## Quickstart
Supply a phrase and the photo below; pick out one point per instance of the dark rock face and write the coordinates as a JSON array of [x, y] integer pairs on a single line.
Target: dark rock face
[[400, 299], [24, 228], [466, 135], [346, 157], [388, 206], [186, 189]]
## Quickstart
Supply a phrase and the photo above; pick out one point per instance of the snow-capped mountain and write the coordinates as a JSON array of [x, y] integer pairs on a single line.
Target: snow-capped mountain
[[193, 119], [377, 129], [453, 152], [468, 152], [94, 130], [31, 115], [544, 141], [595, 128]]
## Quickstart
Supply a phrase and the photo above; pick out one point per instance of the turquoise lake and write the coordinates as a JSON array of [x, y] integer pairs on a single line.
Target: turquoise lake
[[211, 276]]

****

■ Exercise details ■
Starting at the first line of the material above, reproduce each line exactly up to and including the line with "of the snow-capped".

■ Answer space ■
## Quickstart
Supply a phrase and the photo below; pick out one point per instance of the dark rock face and write the coordinates as a JSON array of [x, y] integer pairs on a single line.
Target: dark rock face
[[400, 299], [24, 228], [466, 135], [346, 157], [388, 206], [186, 189]]
## Quickstart
Supply a phrase and the photo above; pick out one point per instance of the snow-capped mountain and write the coordinates as a JSON array of [x, y] integer pairs on a single line.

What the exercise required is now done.